BRIEF: Return all of the records below verbatim.

[Stored dataset items]
::::::::::

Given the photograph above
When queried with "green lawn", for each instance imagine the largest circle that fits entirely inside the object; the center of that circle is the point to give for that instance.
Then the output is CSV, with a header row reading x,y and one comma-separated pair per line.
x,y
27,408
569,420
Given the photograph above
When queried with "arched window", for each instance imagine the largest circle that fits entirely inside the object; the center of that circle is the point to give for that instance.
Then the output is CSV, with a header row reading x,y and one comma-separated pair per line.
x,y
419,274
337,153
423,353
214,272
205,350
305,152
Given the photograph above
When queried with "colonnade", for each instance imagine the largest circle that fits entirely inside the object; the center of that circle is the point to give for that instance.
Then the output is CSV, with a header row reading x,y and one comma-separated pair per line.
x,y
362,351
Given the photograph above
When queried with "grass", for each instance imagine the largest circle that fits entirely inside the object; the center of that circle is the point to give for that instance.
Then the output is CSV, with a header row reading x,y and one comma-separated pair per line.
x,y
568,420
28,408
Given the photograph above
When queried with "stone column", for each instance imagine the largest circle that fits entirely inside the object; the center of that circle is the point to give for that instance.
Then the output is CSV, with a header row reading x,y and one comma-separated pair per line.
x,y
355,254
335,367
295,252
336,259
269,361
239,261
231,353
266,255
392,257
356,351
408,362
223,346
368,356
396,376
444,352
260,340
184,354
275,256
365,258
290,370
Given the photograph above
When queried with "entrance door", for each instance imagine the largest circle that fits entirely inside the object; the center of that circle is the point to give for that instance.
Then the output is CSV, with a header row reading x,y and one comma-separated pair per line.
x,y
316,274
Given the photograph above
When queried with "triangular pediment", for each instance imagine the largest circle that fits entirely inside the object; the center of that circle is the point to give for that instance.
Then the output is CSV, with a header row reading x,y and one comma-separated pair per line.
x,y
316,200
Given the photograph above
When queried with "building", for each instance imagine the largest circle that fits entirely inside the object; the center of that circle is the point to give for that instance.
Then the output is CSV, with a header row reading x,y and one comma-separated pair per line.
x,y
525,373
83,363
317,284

::::::::::

OUTPUT:
Given the photograph above
When queried with "green lawn", for each instance imagine the largest circle that fits entirely inside the object; the center of that circle is the point to give for that instance.
Then the output is CSV, with a header row reading x,y and one comma-separated pair per line.
x,y
27,408
569,420
Given the photograph above
When queried with "arched window", for each instance imagine the largest circle that fits entirely inside the object; the center of that circle is the point to give for that instance.
Then the output is CSV, with a header row reading x,y and one comma-separated pair per line.
x,y
419,274
337,153
423,353
214,272
205,350
305,152
Given the photograph above
When queried with "colonnade", for each instance imagine the largest circle that fits entirely inside the object; the center of that circle is the point to give for that instance.
Then the output is CSV, with a header row reading x,y and one comma-separated pair per line.
x,y
362,351
Given the photograph above
When queried with "grass", for each instance imagine the largest circle that fits entirely inside the object; the center of that circle is the point to give for that instance.
Then the output is CSV, with a header row reading x,y and one comma-separated pair per line.
x,y
568,420
28,408
Given the photograph above
When queried with "stone column", for each instance imagine the largest circle that fits entirely inside the object; the center of that circle is the point to give for that instance.
Then the output is CSV, with a header row reading x,y and one comma-separated pair per line.
x,y
355,254
335,367
295,252
336,259
269,361
239,261
231,353
266,255
392,257
356,351
408,362
223,346
368,356
396,376
444,352
260,340
184,354
275,256
365,258
290,370
Given the photograph above
When queried with "entrance door", for each instance imagine the largest circle that fits entirely inside the object; the center of that circle is the point to give for that instance.
Then the output is CSV, with a header row reading x,y and one comma-separated pair per line.
x,y
316,274
Given the photograph above
When queried with "triangular pediment", for each instance imagine the largest circle that fits entirely inside the object; the center of that circle is the point to give for that instance.
Then the output is CSV, with a header row reading x,y and one comma-separated pair per line.
x,y
316,200
Given the photograph above
When queried with "building", for each instance imagine the largest circle that fits entirely inside the object; the center of that circle is the point to give for that instance.
Then the output is CSV, with a header row reading x,y and one comma-separated pair per line.
x,y
525,373
83,363
317,284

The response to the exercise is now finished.